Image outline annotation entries
........

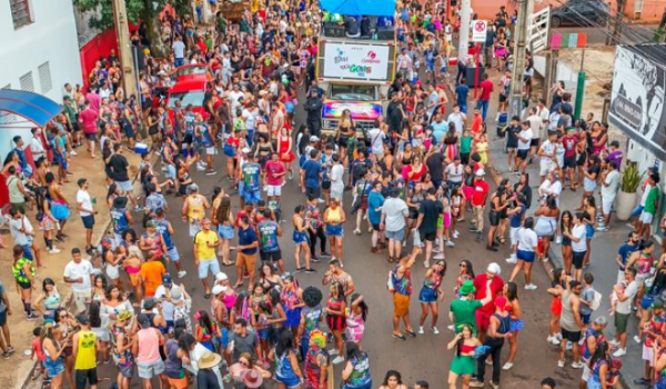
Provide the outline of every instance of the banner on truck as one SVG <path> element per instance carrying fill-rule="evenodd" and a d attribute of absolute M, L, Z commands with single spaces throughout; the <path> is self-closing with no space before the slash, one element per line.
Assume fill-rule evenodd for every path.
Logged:
<path fill-rule="evenodd" d="M 324 44 L 324 78 L 344 78 L 356 80 L 387 80 L 389 46 Z"/>
<path fill-rule="evenodd" d="M 617 47 L 608 121 L 664 160 L 666 69 L 655 57 L 652 44 Z"/>

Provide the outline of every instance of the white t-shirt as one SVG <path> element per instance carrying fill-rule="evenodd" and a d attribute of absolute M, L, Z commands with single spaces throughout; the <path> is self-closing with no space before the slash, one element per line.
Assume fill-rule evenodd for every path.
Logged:
<path fill-rule="evenodd" d="M 32 245 L 33 237 L 21 232 L 21 229 L 24 228 L 26 232 L 33 232 L 34 229 L 30 223 L 28 217 L 23 215 L 23 220 L 11 219 L 9 221 L 9 232 L 11 235 L 11 239 L 13 239 L 14 245 Z"/>
<path fill-rule="evenodd" d="M 585 227 L 585 223 L 581 225 L 581 226 L 574 226 L 574 228 L 572 228 L 572 236 L 574 236 L 574 238 L 578 239 L 577 242 L 575 242 L 572 239 L 572 250 L 574 250 L 575 252 L 584 252 L 587 251 L 587 242 L 585 241 L 587 235 L 587 227 Z"/>
<path fill-rule="evenodd" d="M 81 208 L 92 210 L 92 199 L 90 198 L 90 193 L 87 190 L 81 190 L 77 192 L 77 203 L 81 203 Z M 91 216 L 92 213 L 85 211 L 79 211 L 81 216 Z"/>
<path fill-rule="evenodd" d="M 370 141 L 372 142 L 370 146 L 372 147 L 373 154 L 381 154 L 384 152 L 384 138 L 386 134 L 379 128 L 373 128 L 367 131 L 367 136 L 370 137 Z"/>
<path fill-rule="evenodd" d="M 521 131 L 521 137 L 525 138 L 526 141 L 518 139 L 518 150 L 529 150 L 529 144 L 532 141 L 533 132 L 532 129 L 528 128 L 526 130 Z"/>
<path fill-rule="evenodd" d="M 173 42 L 173 44 L 171 44 L 171 48 L 173 49 L 174 58 L 185 58 L 185 43 L 183 43 L 180 40 L 176 40 L 175 42 Z"/>
<path fill-rule="evenodd" d="M 463 127 L 465 123 L 465 113 L 463 112 L 451 112 L 451 114 L 448 114 L 448 122 L 453 123 L 455 126 L 455 132 L 457 132 L 458 136 L 463 134 Z"/>
<path fill-rule="evenodd" d="M 344 167 L 342 163 L 333 164 L 331 168 L 331 190 L 342 192 L 344 190 L 344 182 L 342 177 L 344 176 Z"/>
<path fill-rule="evenodd" d="M 619 189 L 619 171 L 615 169 L 610 170 L 608 174 L 606 174 L 604 183 L 605 184 L 602 186 L 602 197 L 604 199 L 615 199 L 617 190 Z"/>
<path fill-rule="evenodd" d="M 92 275 L 92 265 L 89 260 L 82 259 L 81 262 L 75 263 L 73 260 L 69 261 L 64 267 L 64 277 L 71 279 L 81 278 L 81 282 L 72 283 L 72 290 L 75 292 L 89 292 L 92 290 L 92 282 L 90 276 Z"/>
<path fill-rule="evenodd" d="M 535 251 L 538 246 L 538 237 L 534 230 L 528 228 L 521 228 L 518 235 L 518 250 L 521 251 Z"/>
<path fill-rule="evenodd" d="M 622 315 L 632 313 L 632 301 L 634 300 L 634 296 L 638 292 L 638 282 L 636 280 L 629 282 L 625 288 L 624 295 L 627 297 L 624 301 L 617 301 L 615 306 L 615 311 Z"/>

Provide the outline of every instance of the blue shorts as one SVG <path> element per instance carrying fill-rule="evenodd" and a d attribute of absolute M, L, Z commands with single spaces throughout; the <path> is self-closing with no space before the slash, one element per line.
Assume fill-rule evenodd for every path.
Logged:
<path fill-rule="evenodd" d="M 261 193 L 259 190 L 243 190 L 243 199 L 245 199 L 245 203 L 255 205 L 261 200 Z"/>
<path fill-rule="evenodd" d="M 307 233 L 301 232 L 301 231 L 294 231 L 294 233 L 292 235 L 292 240 L 294 241 L 294 245 L 296 245 L 296 246 L 302 245 L 302 243 L 307 243 Z"/>
<path fill-rule="evenodd" d="M 437 301 L 437 291 L 433 288 L 421 288 L 421 292 L 418 293 L 418 301 L 424 303 Z"/>
<path fill-rule="evenodd" d="M 220 225 L 218 226 L 218 236 L 222 239 L 233 239 L 233 226 Z"/>
<path fill-rule="evenodd" d="M 83 228 L 87 230 L 92 230 L 94 227 L 94 215 L 82 216 L 81 220 L 83 221 Z"/>
<path fill-rule="evenodd" d="M 169 256 L 170 261 L 174 261 L 174 262 L 180 261 L 180 253 L 178 253 L 178 249 L 175 248 L 175 246 L 170 248 L 167 251 L 167 255 Z"/>
<path fill-rule="evenodd" d="M 326 237 L 344 237 L 344 229 L 341 225 L 326 225 L 324 232 L 326 232 Z"/>
<path fill-rule="evenodd" d="M 516 251 L 516 258 L 519 260 L 523 260 L 527 263 L 534 262 L 534 257 L 536 257 L 536 252 L 534 252 L 534 251 L 525 251 L 525 250 Z"/>
<path fill-rule="evenodd" d="M 64 358 L 60 356 L 58 359 L 51 360 L 51 358 L 47 357 L 44 359 L 44 368 L 49 378 L 56 378 L 58 375 L 64 372 Z"/>
<path fill-rule="evenodd" d="M 290 377 L 280 377 L 275 375 L 275 380 L 284 383 L 287 388 L 297 388 L 301 385 L 301 379 L 295 373 Z"/>

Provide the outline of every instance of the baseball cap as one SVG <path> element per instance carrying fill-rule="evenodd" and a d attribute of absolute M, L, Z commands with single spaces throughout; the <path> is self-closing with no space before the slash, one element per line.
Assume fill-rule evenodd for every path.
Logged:
<path fill-rule="evenodd" d="M 486 269 L 486 271 L 492 272 L 493 275 L 500 276 L 502 269 L 500 269 L 500 265 L 495 262 L 491 262 Z"/>

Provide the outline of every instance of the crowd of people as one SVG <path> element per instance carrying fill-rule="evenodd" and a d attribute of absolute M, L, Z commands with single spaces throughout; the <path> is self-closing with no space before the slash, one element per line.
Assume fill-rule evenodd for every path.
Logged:
<path fill-rule="evenodd" d="M 507 265 L 491 262 L 477 272 L 474 261 L 460 261 L 447 309 L 447 327 L 454 333 L 447 345 L 453 352 L 448 388 L 458 382 L 463 388 L 484 387 L 486 365 L 493 369 L 487 383 L 500 387 L 502 371 L 515 365 L 525 321 L 517 278 L 522 273 L 524 290 L 534 292 L 533 265 L 548 261 L 557 246 L 564 266 L 553 271 L 547 288 L 547 342 L 561 347 L 558 367 L 565 368 L 571 350 L 571 367 L 583 369 L 582 388 L 616 387 L 628 318 L 635 312 L 639 325 L 634 340 L 642 343 L 645 360 L 645 375 L 637 383 L 666 388 L 666 317 L 659 297 L 666 261 L 663 252 L 655 260 L 658 255 L 649 240 L 659 198 L 656 171 L 647 174 L 634 230 L 618 251 L 610 316 L 593 319 L 602 296 L 586 271 L 591 242 L 612 226 L 623 161 L 618 142 L 608 141 L 607 124 L 592 114 L 576 120 L 572 96 L 562 83 L 541 93 L 551 94 L 549 107 L 543 98 L 536 104 L 526 100 L 523 116 L 512 117 L 498 131 L 506 142 L 506 177 L 517 178 L 503 179 L 491 192 L 485 123 L 495 82 L 484 74 L 481 97 L 467 108 L 470 89 L 461 77 L 466 60 L 458 63 L 455 81 L 447 73 L 460 26 L 446 19 L 444 6 L 407 1 L 398 4 L 396 18 L 383 21 L 396 27 L 396 78 L 385 116 L 362 137 L 349 111 L 335 132 L 322 132 L 324 91 L 314 77 L 314 60 L 326 16 L 316 3 L 268 6 L 252 2 L 238 23 L 219 12 L 212 30 L 168 12 L 161 38 L 171 50 L 161 59 L 143 51 L 138 96 L 124 93 L 112 52 L 95 64 L 85 92 L 79 86 L 64 87 L 63 113 L 46 136 L 36 129 L 28 144 L 14 138 L 16 149 L 2 171 L 12 206 L 12 275 L 26 319 L 42 317 L 32 349 L 51 388 L 95 388 L 98 365 L 111 361 L 120 389 L 137 379 L 134 371 L 145 389 L 155 380 L 171 389 L 184 389 L 192 380 L 199 389 L 261 388 L 268 380 L 279 388 L 322 389 L 337 378 L 345 389 L 375 387 L 380 379 L 371 375 L 363 347 L 371 309 L 359 292 L 359 279 L 344 270 L 350 260 L 345 228 L 353 226 L 357 236 L 367 231 L 371 252 L 391 263 L 391 336 L 406 341 L 426 331 L 441 333 L 445 251 L 466 242 L 458 231 L 466 221 L 487 250 L 511 256 Z M 486 42 L 486 61 L 495 59 L 500 74 L 511 62 L 507 37 L 514 20 L 502 8 Z M 150 47 L 144 29 L 132 34 L 132 44 Z M 529 59 L 526 62 L 523 83 L 528 97 L 532 66 Z M 209 78 L 201 111 L 181 101 L 168 107 L 161 99 L 175 69 L 185 63 L 204 67 Z M 496 119 L 506 116 L 511 82 L 508 72 L 500 79 Z M 294 118 L 299 91 L 306 94 L 302 124 Z M 77 157 L 91 157 L 97 163 L 98 141 L 108 194 L 98 205 L 88 192 L 89 182 L 80 179 L 74 205 L 61 190 L 71 176 L 70 158 L 85 143 L 88 156 L 79 149 Z M 135 150 L 143 142 L 152 152 L 140 150 L 139 194 L 123 148 Z M 26 157 L 27 147 L 34 164 Z M 153 171 L 152 156 L 158 156 L 160 171 Z M 533 160 L 539 171 L 535 193 L 526 172 Z M 219 166 L 225 169 L 219 172 Z M 192 169 L 219 174 L 220 182 L 229 183 L 206 197 Z M 286 184 L 303 193 L 293 213 L 281 207 Z M 574 212 L 561 209 L 567 187 L 573 192 L 582 189 Z M 175 199 L 168 200 L 169 194 Z M 24 207 L 32 205 L 49 253 L 59 253 L 56 241 L 68 239 L 63 229 L 74 209 L 87 231 L 85 247 L 71 250 L 63 270 L 72 290 L 69 309 L 56 282 L 37 277 L 43 247 L 26 215 Z M 236 206 L 240 210 L 234 212 Z M 168 220 L 170 208 L 180 210 L 192 247 L 175 247 L 176 233 L 185 228 Z M 95 248 L 98 211 L 110 213 L 112 231 Z M 666 230 L 666 220 L 660 226 Z M 282 256 L 284 233 L 295 247 L 293 262 Z M 210 309 L 193 309 L 192 286 L 181 280 L 190 258 Z M 299 273 L 317 272 L 315 265 L 322 261 L 327 262 L 321 282 L 325 288 L 303 286 Z M 413 279 L 414 266 L 426 269 L 422 280 Z M 223 267 L 235 268 L 235 275 Z M 410 312 L 415 286 L 417 326 Z M 12 310 L 4 289 L 0 287 L 0 348 L 2 357 L 10 358 L 14 349 L 7 315 Z M 604 335 L 609 318 L 614 338 Z M 341 377 L 333 377 L 336 365 L 343 367 Z M 426 381 L 413 386 L 428 388 Z M 389 370 L 380 387 L 406 385 L 398 371 Z M 555 387 L 552 378 L 542 381 L 543 389 Z"/>

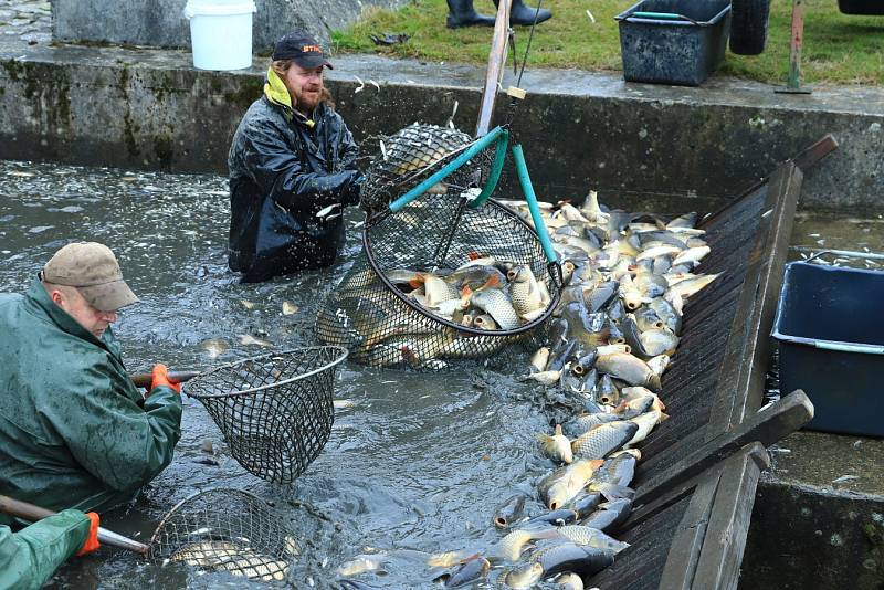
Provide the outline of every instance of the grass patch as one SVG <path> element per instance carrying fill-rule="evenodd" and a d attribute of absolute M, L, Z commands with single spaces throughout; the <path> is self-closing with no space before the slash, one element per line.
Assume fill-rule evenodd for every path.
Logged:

........

Copy the lines from the start of the records through the line containing "617 47 L 608", inclusive, replacing "banner on truck" with "truck banner" and leaving everything else as it is. Leave out the pictures.

| Finished answer |
Provide the outline of every instance of the truck banner as one SVG <path> element per instance carrying fill-rule="evenodd" and a d attribute of absolute M, L, Z commands with single spaces throughout; the <path> is self-closing with no space before the slash, one element per line.
Assume fill-rule evenodd for every path.
Logged:
<path fill-rule="evenodd" d="M 324 44 L 324 78 L 344 78 L 356 80 L 387 80 L 389 46 Z"/>
<path fill-rule="evenodd" d="M 617 47 L 608 121 L 664 160 L 666 69 L 655 57 L 652 44 Z"/>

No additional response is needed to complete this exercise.